Records provided section start

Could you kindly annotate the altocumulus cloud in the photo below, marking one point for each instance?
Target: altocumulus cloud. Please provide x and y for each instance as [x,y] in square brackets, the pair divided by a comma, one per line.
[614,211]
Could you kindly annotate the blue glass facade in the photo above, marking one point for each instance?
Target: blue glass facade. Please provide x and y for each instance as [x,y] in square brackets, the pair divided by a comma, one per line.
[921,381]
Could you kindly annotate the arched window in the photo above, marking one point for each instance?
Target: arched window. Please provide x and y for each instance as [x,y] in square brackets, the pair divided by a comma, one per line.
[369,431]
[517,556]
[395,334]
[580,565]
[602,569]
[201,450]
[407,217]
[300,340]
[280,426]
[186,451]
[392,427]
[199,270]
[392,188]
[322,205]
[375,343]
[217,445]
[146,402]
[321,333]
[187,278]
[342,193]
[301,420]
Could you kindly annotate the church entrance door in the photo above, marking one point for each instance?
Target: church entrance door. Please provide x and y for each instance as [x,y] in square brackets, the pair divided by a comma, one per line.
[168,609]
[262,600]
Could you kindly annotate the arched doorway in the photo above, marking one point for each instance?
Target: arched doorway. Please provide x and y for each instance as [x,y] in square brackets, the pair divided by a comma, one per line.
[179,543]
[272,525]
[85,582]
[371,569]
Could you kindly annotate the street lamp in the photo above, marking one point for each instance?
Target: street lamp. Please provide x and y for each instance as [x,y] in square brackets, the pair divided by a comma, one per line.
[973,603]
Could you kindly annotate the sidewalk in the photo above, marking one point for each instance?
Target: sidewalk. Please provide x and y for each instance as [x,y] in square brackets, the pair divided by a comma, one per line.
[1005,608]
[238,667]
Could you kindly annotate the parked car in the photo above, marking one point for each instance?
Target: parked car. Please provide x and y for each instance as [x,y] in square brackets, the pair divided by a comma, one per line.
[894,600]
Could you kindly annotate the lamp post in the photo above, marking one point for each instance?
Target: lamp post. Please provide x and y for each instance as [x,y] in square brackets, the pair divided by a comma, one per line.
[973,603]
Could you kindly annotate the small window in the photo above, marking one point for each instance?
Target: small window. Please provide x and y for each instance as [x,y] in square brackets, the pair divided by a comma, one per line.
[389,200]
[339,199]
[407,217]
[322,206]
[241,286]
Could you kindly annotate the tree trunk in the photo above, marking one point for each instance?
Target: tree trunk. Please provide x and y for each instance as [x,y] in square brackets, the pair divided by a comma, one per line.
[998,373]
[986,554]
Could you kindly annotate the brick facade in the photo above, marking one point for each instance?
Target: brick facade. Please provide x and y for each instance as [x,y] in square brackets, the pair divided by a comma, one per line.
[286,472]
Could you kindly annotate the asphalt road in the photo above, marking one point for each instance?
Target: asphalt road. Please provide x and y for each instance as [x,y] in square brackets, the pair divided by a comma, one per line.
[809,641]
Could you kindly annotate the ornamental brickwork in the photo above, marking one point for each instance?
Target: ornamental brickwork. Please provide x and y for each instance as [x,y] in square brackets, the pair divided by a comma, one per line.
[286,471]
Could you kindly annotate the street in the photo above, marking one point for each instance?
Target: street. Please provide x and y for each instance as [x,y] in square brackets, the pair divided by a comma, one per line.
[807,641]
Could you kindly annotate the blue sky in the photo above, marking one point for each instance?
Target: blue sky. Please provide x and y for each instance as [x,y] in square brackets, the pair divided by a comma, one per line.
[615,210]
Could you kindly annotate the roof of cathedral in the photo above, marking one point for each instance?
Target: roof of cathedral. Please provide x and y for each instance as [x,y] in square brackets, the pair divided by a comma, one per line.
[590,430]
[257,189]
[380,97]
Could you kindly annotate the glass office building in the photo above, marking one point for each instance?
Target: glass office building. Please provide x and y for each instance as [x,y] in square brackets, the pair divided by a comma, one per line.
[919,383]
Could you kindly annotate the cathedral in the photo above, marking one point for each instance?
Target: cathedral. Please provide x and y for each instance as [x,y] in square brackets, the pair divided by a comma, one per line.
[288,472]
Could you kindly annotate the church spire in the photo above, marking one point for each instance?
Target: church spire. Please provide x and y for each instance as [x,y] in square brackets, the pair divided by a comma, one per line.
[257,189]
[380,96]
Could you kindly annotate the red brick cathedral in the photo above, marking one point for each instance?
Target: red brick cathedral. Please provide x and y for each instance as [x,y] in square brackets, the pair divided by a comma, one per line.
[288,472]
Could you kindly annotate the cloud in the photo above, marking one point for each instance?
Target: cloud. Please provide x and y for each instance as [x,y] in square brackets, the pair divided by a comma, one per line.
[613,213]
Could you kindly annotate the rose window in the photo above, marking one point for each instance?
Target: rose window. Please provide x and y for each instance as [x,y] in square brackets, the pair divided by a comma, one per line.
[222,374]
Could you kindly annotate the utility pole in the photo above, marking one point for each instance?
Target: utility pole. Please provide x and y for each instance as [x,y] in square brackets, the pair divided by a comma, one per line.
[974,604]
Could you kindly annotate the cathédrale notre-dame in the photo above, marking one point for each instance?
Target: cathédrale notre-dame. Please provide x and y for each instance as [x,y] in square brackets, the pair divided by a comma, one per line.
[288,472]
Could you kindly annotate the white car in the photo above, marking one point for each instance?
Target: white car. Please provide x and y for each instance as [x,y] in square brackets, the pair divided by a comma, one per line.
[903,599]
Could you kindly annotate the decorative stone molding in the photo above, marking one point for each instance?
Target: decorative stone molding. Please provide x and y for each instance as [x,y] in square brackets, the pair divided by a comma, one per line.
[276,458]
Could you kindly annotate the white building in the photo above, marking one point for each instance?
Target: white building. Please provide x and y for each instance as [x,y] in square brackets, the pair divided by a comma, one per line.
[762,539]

Records provided section end

▶ _Requirement_
Write the records out once more, exactly as shown.

▶ _Exercise solution_
Could you kindly annotate the altocumulus cloud in the photo below, marking one point for each instance?
Target: altocumulus cloud. Please provide x and y for each instance as [x,y] in square brackets, the pair divided by a comma, one per line.
[614,211]
Could you kindly annotate the blue glass facade in the photo above, marking one point for each instance?
Target: blue glass facade. Please provide x and y for each instance as [x,y] in square brackets, the pair divided by a comma, one per line.
[921,381]
Could you kindly annotate the arched window in the photo above, marking one point for each instance?
Target: arched window. Please provide x and y for each instance as [x,y] in square brackets, the pair divided by a comma, one per line.
[369,431]
[517,556]
[395,334]
[580,565]
[602,569]
[201,450]
[407,217]
[300,340]
[280,426]
[186,451]
[392,427]
[199,270]
[392,188]
[322,205]
[375,343]
[217,445]
[146,402]
[321,333]
[187,278]
[342,193]
[301,420]
Could you kindly annotate the church entrance door in the photo above, marking one point for each instance?
Target: church entrance door. Please provide x and y for each instance as [x,y] in square brackets, the pair divided by a comma, one per line.
[168,609]
[262,600]
Could you kindly annotate the arched doorway in the photo above, marking one point for each instance?
Target: arched doorway. Please provide x and y for each instance as [x,y] in square brackets, the pair divided by a comma, one per line.
[179,543]
[272,525]
[85,582]
[371,569]
Could you kindly annotate the street lamp in the photo above, marking one point for each instance?
Target: street lamp. Please provide x and y for each instance as [x,y] in square brackets, the pair divided by a comma, one per line.
[973,603]
Could you kindly annotate the sidewalk in the photo above, marking one point for each instance?
Target: sidewalk. Please provide x and y for each instance as [x,y] in square brackets, the pair divided by a comma, one per line.
[1005,608]
[238,667]
Could you kindly annotate the parked car in the photo above, marking one point for each instance?
Target: parked car. Please provide x and y for each instance as [x,y] in square brackets, the pair divided by a comma, one per line.
[894,600]
Could you kindly annotate the lamp post in the photo above, marking one point for each instance?
Target: lamp post. Please provide x and y for each instance as [x,y] in square brackets, the pair divided by a comma, one per line.
[973,603]
Could you kindly annotate the small window in the photo above, marking one point for each instance?
Target: small window. Please provide x and y for each instance as [x,y] in square brackets, the pair divided by a comma, one per line.
[389,200]
[339,199]
[407,217]
[322,206]
[241,286]
Could you kindly annotate the tree trunk in the photo above, marking one point for each instance?
Target: tree trunk. Please provide x and y for each instance as [x,y] in square brackets, the pair divided by a comma, one per line.
[998,373]
[986,554]
Could you kindly annotate the brick facade in the photo above, marking one point for each instance?
Target: brick facade. Please provide x and y for each instance as [x,y] in square brackets, the pair divided by a comma, one per line.
[286,472]
Could you kindly annotate the asphalt road in the photo above, marking one point for each instance?
Target: asphalt road. Please provide x and y for each instance as [x,y] in square brackets, the pair divided by a comma, one per line.
[809,641]
Could you kindly annotate the ornamental brickwork in the photo above, marking one point for each instance?
Target: ornamental brickwork. Please provide x and y for each instance as [x,y] in square brackets, the pair divided by a comma, one per line.
[286,471]
Could you kindly annotate the street in the photo above, marking one point for each instance?
Target: street. Please provide x and y for each instance as [x,y] in square brackets, the pair divided by a comma, one per line.
[807,641]
Could you kindly annotate the blue sky in the photo above, marking one point for each instance?
Target: blue sky. Please provide x and y for each instance as [x,y] in square brackets, the pair divided by a comma, one per line.
[615,210]
Could you kindly annotate the roof of cathedral in the photo above, marking one point for each instance?
Target: roof of cathedral. Please provide x and y for each instance as [x,y] in square brackets, the pair divided by a comma, one per line.
[590,430]
[257,189]
[380,97]
Could you kindly annotate the glass office building in the photo above, marking one point for each instance?
Target: glass office building. Please provide x and y for each instance as [x,y] in square brackets, the pair divided by a comma, one per line.
[919,383]
Could you kindly annotate the cathedral in the photo above, marking one point for each instance?
Target: cathedral. Please provide x and y for each instance as [x,y] in square brackets, the pair divided by a comma, one per line.
[288,472]
Could you kindly annotate the church spire in the photo above, marking one point for each instance?
Target: church spire. Please provide x and y for each instance as [x,y] in square brackets, the pair divided by a comma, one per line.
[257,189]
[380,96]
Could you kindly annotate the red brick cathedral in the photo above, marking one point for each instance?
Target: red brick cathedral. Please provide x and y for each instance as [x,y] in square brackets, the pair divided by a comma, one per line.
[288,472]
Could you kindly annotate the cloud in the photo above, marking one point for each instance?
Target: cloud. Please provide x and y for each instance as [x,y] in square brackets, the pair divided by a comma, one per line.
[613,213]
Could you kindly annotate the rose window in the photo above, marking one point for each instance?
Target: rose window. Please provide x and y for each instance as [x,y] in square brackets, the pair divided by a comma, one per line.
[222,374]
Could you kindly annotate the utility pole in the photo above, marking one point for each instance?
Target: utility pole. Please provide x and y for each instance as [x,y] in square brackets, the pair divided by a comma, one per line.
[974,604]
Could you kindly annotate the cathédrale notre-dame in the photo above, marking one point for each instance?
Target: cathédrale notre-dame. Please provide x and y for each instance as [x,y] in square brackets, the pair divided by a comma, one per line.
[288,472]
Could you kindly annotate the white car in the photo above, marking one point for each instance?
Target: white car. Please provide x and y for each instance as [x,y] in square brackets, the pair divided by a comma, one per line.
[903,599]
Could you kindly annotate the decorative stone molding in the photo above, marking one point for each instance?
Target: decorative stone molding. Please provide x and y for each instance as [x,y] in square brackets, the pair divided by a comma, one per line.
[276,458]
Could you kindly annotate the white building in the photo above, marking one point for each instance?
Target: white building. Please provide x and y for each instance as [x,y] in square brackets, the pair divided by a comma, one per line.
[762,539]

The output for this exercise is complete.